▸ **Tasks to carry out**:
1. According to the WIC study abstract, when was the WIC food package revised?
2. Continue the abstract about the revised WIC food package from where it stops.

▸ **Text passage**:
***

Importance: The Special Supplemental Nutrition Program for Women, Infants, and Children (WIC) serves more than one-quarter of pregnant and postpartum women. In October 2009, the WIC food package underwent revisions to improve nutritional content. No studies have investigated the downstream effects of this revision on maternal and infant health.
Objective: To investigate whether the revised WIC food package improved perinatal and birth outcomes among recipients.
Design, setting, and participants: We conducted a quasi-experimental difference-in-differences analysis, comparing WIC recipients (the treatment group) before and after the package revisions while accounting for temporal trends among nonrecipients (the control group). Multivariable linear regressions were adjusted for sociodemographic covariates. This study was conducted using linked birth certificate and hospital discharge data from California from January 2007 to December 2012. Analysis began July 2018.
Exposures: Whether pregnant women received the revised WIC package, which included more whole grains, fruit, vegetables, and low-fat milk.
Main outcomes and measures: Measures of maternal and infant health, including maternal preeclampsia, gestational diabetes, and gestational weight gain as well as infant gestational age, birth weight, and hospitalizations.

***

▸ **Data**:
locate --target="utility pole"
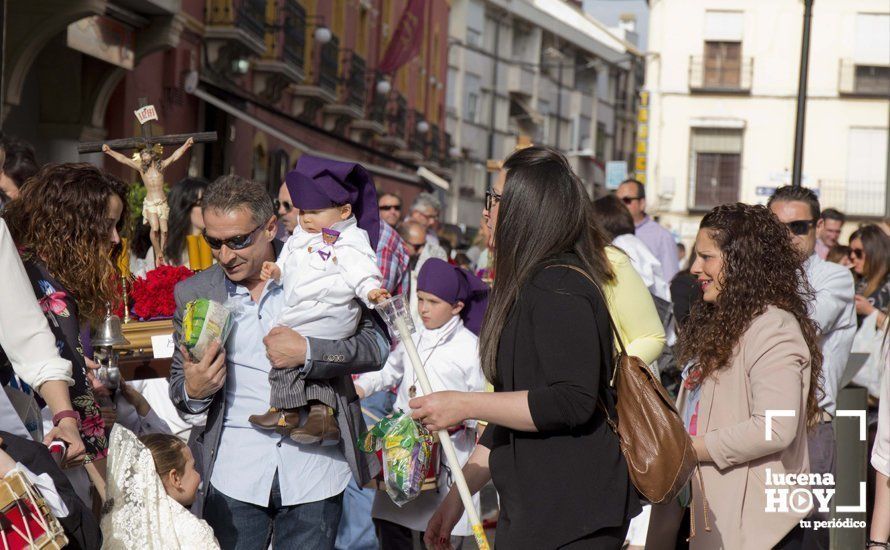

***

▸ **Answer list**:
1. October 2009

2.
Results: The sample included 2 897 537 infants born to 2 441 658 mothers. WIC recipients were more likely to be Hispanic, less educated, of greater parity, and younger than nonrecipients. The revised WIC food package was associated with reductions in maternal preeclampsia (-0.6% points; 95% CI, -0.8 to -0.4) and more than recommended gestational weight gain (-3.2% points; 95% CI, -3.6 to -2.7), increased likelihood of as recommended (2.3% points; 95% CI, 1.8 to 2.8) and less than recommended (0.9% points; 95% CI, 0.5 to 1.2) gestational weight gain, and longer gestational age (0.2 weeks; 95% CI, 0.001 to 0.034). Among infants, an increased likelihood of birth weight that was appropriate for gestational age was observed (0.9% points; 95% CI, 0.5 to 1.3). Although birth weight itself was reduced (-0.009 SDs; 95% CI, -0.016 to -0.001), this was accompanied by reductions in small for gestational age (-0.4% points; 95% CI, -0.7 to -0.1), large for gestational age (-0.5% points; 95% CI, -0.8 to -0.2), and low-birth-weight infants (-0.2% points; 95% CI, -0.4 to -0.004), suggesting that the revised food package improved distributions of birth weight.
Conclusions and relevance: The revised WIC food package, intended to improve women's nutrition during pregnancy, was associated with beneficial impacts on maternal and child health. This suggests that WIC policy may be an important lever to reduce health disparities among high-risk women and children at a critical juncture in the life course.